**PROBLEM REQUIREMENTS:**
Pick each line that has "query" out of the records.

**INPUT:**
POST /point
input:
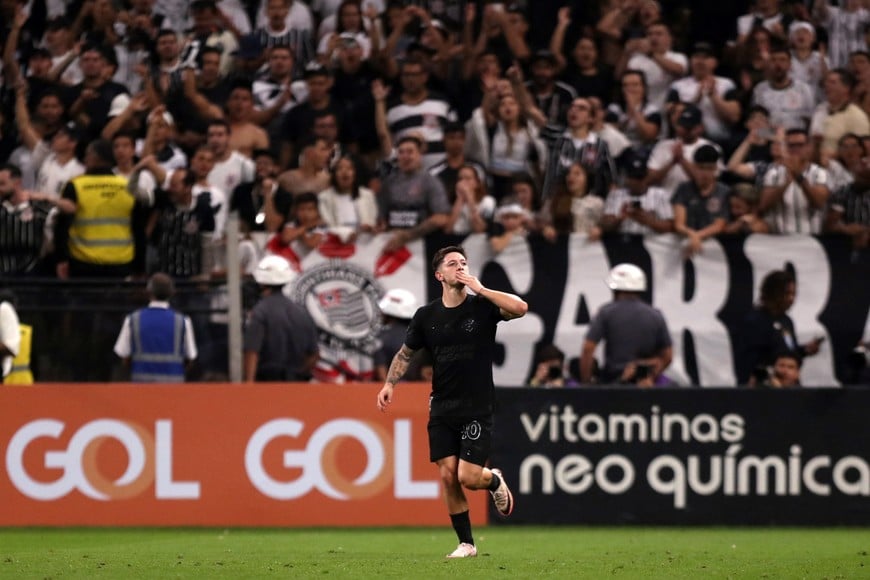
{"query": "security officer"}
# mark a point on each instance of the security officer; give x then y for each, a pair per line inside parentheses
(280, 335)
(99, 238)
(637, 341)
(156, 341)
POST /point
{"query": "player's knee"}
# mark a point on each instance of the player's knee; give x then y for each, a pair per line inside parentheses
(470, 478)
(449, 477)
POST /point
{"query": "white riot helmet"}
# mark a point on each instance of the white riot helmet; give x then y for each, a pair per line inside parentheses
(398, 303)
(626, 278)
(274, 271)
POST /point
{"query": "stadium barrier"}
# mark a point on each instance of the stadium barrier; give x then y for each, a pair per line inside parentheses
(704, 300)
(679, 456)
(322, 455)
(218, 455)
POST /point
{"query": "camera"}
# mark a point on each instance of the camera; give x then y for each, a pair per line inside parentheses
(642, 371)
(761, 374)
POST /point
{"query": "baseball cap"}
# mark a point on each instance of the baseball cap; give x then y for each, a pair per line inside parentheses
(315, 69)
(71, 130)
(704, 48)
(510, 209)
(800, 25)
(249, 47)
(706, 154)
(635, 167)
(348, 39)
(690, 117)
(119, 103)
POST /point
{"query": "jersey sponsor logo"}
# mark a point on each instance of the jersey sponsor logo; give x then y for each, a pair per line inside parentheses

...

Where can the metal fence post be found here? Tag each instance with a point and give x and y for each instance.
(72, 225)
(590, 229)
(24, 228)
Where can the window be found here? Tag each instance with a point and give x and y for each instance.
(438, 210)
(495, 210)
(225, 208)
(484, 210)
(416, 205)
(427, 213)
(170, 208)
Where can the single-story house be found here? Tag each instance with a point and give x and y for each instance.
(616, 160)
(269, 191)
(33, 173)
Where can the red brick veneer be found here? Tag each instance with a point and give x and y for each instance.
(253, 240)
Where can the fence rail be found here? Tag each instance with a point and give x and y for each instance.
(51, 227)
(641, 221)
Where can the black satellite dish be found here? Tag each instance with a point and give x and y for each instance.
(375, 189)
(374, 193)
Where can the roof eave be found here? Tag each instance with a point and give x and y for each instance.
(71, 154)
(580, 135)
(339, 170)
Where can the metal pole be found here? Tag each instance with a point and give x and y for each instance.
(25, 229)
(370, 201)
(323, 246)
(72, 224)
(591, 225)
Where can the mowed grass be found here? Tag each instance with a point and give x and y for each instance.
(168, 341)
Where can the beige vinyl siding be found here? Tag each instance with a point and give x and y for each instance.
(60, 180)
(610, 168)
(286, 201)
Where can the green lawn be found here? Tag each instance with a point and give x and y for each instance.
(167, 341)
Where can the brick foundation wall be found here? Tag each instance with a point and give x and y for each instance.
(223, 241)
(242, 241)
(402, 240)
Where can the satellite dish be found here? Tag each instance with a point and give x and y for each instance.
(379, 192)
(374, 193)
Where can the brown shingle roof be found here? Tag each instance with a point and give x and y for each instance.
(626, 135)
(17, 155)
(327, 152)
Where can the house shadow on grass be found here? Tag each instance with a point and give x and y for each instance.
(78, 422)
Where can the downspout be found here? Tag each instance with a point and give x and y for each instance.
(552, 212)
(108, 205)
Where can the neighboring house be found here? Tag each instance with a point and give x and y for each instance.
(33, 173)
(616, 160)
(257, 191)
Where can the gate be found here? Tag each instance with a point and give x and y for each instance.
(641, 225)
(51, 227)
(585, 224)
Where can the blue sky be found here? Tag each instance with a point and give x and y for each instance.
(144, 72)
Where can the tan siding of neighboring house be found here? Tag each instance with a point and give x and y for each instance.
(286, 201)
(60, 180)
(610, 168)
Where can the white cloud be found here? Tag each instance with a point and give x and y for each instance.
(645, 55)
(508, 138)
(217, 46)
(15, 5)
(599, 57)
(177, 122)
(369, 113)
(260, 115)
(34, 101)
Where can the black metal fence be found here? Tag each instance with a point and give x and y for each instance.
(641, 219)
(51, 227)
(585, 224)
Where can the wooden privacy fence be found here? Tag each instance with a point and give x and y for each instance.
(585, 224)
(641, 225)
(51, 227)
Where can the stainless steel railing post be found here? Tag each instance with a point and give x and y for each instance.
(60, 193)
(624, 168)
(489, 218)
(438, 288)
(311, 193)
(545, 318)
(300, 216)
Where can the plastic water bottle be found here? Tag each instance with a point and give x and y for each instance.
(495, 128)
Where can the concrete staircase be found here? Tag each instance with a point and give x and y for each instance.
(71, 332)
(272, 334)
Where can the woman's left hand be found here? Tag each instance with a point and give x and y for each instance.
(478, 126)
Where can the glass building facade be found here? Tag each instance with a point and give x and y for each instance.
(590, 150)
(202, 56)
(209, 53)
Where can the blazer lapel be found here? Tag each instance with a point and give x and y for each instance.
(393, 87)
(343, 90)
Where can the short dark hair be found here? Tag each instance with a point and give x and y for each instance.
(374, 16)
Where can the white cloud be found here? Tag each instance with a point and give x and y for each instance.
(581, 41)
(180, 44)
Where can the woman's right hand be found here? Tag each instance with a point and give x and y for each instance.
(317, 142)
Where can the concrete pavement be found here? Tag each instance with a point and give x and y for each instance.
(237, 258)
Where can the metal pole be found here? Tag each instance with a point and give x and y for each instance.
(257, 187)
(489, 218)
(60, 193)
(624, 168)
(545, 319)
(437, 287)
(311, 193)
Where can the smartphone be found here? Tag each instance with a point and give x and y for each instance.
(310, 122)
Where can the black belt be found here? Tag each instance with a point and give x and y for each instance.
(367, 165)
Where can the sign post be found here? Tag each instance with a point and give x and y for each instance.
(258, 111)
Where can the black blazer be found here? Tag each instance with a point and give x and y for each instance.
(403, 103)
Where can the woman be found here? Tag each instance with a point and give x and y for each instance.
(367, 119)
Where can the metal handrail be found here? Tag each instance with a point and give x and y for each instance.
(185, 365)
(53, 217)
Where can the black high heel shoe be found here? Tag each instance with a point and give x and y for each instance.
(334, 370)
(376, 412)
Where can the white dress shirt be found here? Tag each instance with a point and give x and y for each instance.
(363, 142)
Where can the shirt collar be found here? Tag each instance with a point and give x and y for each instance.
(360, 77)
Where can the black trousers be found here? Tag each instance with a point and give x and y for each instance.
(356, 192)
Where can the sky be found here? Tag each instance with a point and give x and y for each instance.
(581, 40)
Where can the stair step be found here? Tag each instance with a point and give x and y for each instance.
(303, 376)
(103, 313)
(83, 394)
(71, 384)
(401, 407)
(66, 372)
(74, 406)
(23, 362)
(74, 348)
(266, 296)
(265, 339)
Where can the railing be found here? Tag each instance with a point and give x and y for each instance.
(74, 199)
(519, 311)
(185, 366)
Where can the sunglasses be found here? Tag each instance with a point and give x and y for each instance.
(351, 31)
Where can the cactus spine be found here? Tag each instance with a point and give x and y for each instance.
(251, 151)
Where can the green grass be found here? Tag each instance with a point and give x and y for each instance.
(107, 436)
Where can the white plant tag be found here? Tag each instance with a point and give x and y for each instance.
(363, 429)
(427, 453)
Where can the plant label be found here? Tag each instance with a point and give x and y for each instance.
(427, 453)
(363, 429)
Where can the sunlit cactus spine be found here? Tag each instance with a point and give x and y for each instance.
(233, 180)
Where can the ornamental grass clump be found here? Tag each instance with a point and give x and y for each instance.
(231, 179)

==

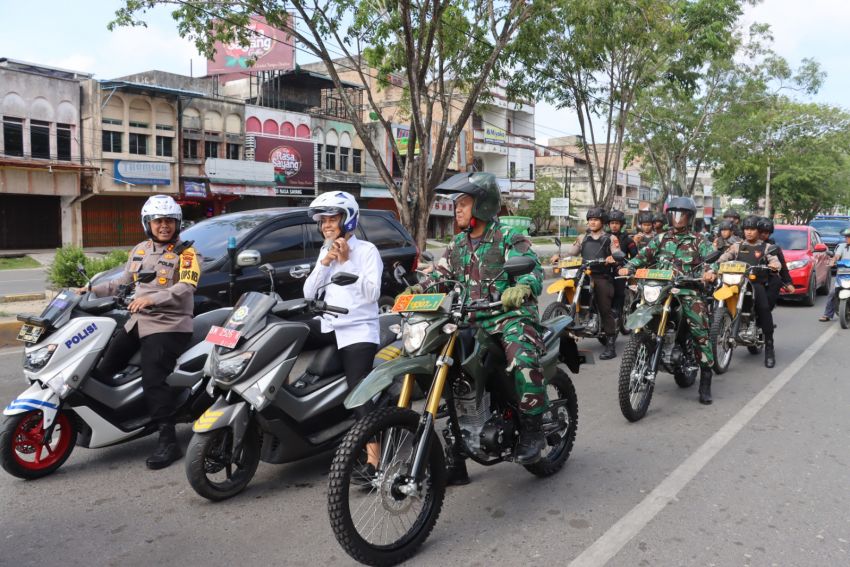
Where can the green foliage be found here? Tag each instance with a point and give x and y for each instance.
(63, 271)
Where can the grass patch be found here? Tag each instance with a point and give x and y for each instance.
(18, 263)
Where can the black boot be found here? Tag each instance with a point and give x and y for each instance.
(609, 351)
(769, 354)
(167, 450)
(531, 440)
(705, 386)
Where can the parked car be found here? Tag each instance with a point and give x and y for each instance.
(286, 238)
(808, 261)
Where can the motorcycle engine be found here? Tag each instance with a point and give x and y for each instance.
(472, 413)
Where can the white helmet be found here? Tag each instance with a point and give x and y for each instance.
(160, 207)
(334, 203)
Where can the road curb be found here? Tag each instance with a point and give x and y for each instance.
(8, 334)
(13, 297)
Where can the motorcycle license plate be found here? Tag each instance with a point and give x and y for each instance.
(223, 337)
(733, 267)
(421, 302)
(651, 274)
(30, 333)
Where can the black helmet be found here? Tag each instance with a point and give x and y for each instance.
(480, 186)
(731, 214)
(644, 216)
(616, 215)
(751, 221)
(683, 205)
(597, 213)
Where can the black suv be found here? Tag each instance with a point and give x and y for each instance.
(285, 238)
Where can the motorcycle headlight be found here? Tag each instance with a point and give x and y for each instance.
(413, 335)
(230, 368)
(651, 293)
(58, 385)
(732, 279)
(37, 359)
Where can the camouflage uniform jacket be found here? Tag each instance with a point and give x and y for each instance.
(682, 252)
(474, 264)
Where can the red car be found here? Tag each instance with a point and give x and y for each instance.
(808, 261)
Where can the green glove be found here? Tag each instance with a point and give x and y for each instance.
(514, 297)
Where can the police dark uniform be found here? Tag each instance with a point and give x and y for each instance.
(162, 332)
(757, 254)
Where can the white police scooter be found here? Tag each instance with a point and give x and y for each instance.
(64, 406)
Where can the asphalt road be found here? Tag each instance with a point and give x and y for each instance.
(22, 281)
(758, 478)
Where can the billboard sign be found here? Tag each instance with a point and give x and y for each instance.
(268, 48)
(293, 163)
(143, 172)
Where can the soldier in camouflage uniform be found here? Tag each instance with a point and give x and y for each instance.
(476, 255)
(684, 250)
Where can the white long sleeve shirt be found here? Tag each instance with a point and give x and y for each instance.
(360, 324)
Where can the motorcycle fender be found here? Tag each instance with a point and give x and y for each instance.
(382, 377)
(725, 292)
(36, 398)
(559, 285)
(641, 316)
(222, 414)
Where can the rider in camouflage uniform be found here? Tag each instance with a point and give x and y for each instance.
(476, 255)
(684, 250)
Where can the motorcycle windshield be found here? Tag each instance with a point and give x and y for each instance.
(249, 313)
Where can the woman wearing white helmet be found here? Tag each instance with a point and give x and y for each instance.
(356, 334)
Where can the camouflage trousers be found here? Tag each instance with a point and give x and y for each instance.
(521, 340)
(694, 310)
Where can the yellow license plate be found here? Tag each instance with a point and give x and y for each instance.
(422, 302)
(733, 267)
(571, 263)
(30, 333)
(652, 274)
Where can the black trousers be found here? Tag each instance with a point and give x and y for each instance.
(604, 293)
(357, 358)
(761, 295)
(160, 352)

**SOLUTION FOR THIS TASK:**
{"query": "security officer"}
{"query": "player's knee"}
{"query": "white riot helmet"}
{"query": "stadium barrier"}
{"query": "camera"}
{"query": "baseball cap"}
{"query": "jersey sponsor logo"}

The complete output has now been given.